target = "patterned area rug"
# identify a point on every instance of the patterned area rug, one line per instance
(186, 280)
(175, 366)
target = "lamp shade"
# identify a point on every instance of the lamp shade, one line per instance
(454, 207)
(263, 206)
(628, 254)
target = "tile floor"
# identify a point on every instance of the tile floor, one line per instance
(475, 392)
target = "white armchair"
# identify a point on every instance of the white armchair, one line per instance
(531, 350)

==

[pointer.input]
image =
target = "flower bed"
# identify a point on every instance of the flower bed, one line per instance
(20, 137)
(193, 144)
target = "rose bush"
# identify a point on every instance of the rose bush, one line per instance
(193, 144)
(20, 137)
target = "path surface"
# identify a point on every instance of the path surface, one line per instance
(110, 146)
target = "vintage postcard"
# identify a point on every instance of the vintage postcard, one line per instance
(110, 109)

* * *

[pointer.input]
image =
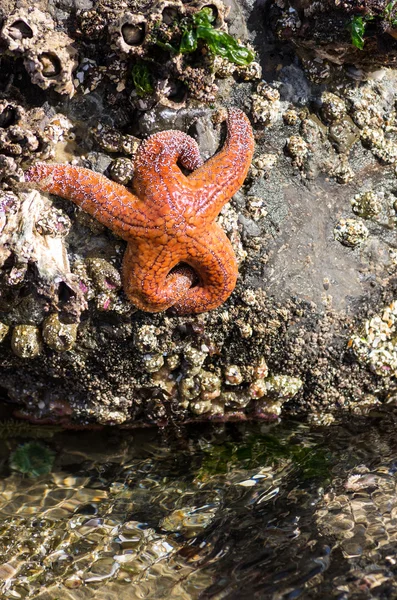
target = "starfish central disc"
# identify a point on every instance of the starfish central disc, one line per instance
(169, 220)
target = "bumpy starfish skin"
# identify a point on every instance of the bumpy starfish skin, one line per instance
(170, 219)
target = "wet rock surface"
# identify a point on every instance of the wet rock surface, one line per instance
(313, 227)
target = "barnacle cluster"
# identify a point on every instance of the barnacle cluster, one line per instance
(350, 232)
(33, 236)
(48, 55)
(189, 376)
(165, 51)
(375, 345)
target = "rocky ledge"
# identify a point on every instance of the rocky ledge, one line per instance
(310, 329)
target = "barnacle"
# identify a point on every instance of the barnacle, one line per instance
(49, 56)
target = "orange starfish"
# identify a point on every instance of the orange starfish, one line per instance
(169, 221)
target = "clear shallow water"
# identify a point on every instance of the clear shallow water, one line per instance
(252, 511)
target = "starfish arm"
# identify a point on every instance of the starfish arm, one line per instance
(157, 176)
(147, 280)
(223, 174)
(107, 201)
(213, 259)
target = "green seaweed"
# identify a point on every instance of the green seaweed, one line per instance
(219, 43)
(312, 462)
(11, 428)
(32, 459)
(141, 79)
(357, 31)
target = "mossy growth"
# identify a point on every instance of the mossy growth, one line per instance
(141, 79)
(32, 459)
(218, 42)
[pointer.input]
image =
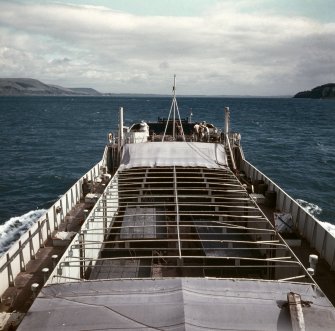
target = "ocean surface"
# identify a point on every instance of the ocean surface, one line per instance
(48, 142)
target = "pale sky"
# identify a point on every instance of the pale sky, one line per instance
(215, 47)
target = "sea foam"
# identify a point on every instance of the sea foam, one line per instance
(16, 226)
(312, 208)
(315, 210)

* _Task description_: Extract every line in the rows above that contains the word "shade", copying each one unchanged.

* _Exercise output_:
target = "lamp shade"
# identify a point on every instance of the lamp shade, one line per instance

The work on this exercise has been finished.